Goal of the exercise >> All of the data below should be copied exactly as it stands.

Data shown >>
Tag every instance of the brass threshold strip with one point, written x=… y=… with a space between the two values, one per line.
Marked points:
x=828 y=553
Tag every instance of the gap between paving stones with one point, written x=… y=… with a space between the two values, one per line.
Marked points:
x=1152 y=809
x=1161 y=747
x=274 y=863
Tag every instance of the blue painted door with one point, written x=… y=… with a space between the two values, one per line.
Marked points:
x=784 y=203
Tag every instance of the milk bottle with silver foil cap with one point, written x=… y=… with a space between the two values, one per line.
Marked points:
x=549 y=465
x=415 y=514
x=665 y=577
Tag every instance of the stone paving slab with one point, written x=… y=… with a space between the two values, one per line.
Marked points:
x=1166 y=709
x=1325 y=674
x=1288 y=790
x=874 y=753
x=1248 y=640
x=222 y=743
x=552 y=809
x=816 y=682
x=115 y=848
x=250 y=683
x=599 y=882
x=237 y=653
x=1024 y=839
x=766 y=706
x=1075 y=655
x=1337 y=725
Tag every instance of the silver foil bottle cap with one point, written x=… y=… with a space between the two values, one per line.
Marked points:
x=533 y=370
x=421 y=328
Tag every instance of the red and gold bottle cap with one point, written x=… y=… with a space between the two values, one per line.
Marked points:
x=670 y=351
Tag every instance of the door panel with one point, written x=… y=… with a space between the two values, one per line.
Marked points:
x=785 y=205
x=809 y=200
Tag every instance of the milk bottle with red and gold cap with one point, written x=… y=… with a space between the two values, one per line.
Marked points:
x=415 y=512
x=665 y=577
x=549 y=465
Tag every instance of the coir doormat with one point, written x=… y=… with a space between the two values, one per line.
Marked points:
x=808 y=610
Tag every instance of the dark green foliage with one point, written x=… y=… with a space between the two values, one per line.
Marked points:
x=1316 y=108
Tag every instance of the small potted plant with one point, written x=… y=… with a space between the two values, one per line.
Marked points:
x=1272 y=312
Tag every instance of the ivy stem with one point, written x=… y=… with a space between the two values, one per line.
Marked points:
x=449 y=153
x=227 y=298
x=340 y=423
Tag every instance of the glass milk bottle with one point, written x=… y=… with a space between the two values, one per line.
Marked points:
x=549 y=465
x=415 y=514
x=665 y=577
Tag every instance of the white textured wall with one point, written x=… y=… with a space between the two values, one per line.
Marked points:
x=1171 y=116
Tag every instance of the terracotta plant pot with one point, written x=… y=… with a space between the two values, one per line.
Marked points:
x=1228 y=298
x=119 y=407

Finished task >>
Tag every instance of the brass threshold strip with one point, written x=… y=… with a space between the two values, one per line.
Marked points:
x=828 y=553
Tag every instance of the gap between paving stones with one point, written x=… y=… with a space between the two values, one per line.
Marked points:
x=1152 y=809
x=1161 y=747
x=274 y=863
Tag every instance of the blue painted door with one point, written x=… y=… with a space between the two values, one per line.
Marked points:
x=784 y=203
Tag every instance of the milk bottle with silver foil cap with one point, written x=… y=… with a space between the two values, one per line.
Marked points:
x=549 y=465
x=415 y=514
x=665 y=577
Tag every instance of the stone paving slab with one point, written x=… y=… with a space between the two values, one per line.
Marked points:
x=1166 y=709
x=1325 y=674
x=1288 y=790
x=874 y=753
x=1248 y=640
x=222 y=743
x=552 y=809
x=816 y=682
x=115 y=848
x=250 y=683
x=599 y=882
x=237 y=653
x=1024 y=839
x=766 y=706
x=1075 y=655
x=1337 y=725
Tag every instance of the silver foil bottle cap with one point, written x=… y=… with a space between the two values, one per line.
Marked points:
x=533 y=370
x=421 y=328
Tag every instance of the red and gold bottle cap with one point, written x=… y=… with a space between the two values, one per line.
Marked points:
x=670 y=351
Tag every instance of the door panel with one point, written x=… y=… with a space between the two values, one per line.
Marked points:
x=785 y=205
x=809 y=200
Tag every instance of the milk bottle with red and gold cap with one point, written x=… y=… with a space between the two values, one per line.
Marked points:
x=415 y=512
x=665 y=577
x=549 y=465
Tag every instance of the coir doormat with one point, written x=… y=… with a space between the two values, one per line.
Marked points:
x=808 y=610
Tag every instance of the dark green foliage with one point, written x=… y=… with a space between the two values, one per line.
Marked points:
x=1316 y=108
Tag every instance of the small potted plant with one point, written x=… y=… with a space between the two values, one per line.
Marked points:
x=1272 y=312
Tag every instance of the ivy stem with one point, written x=… y=… with a space between the two values, one per line.
Marked points:
x=449 y=153
x=227 y=298
x=340 y=423
Tag every instance of the glass milk bottle with one point, written x=… y=… with a space between the two values, one per line.
Marked points:
x=549 y=465
x=415 y=514
x=665 y=577
Tag every instance of the white textured wall with one point, written x=… y=… with a space between the two values, one per line.
Marked points:
x=1171 y=116
Tag every instance of the terracotta plant pot with one point, written x=… y=… with a space between the two values, one per line.
Marked points:
x=1228 y=298
x=119 y=407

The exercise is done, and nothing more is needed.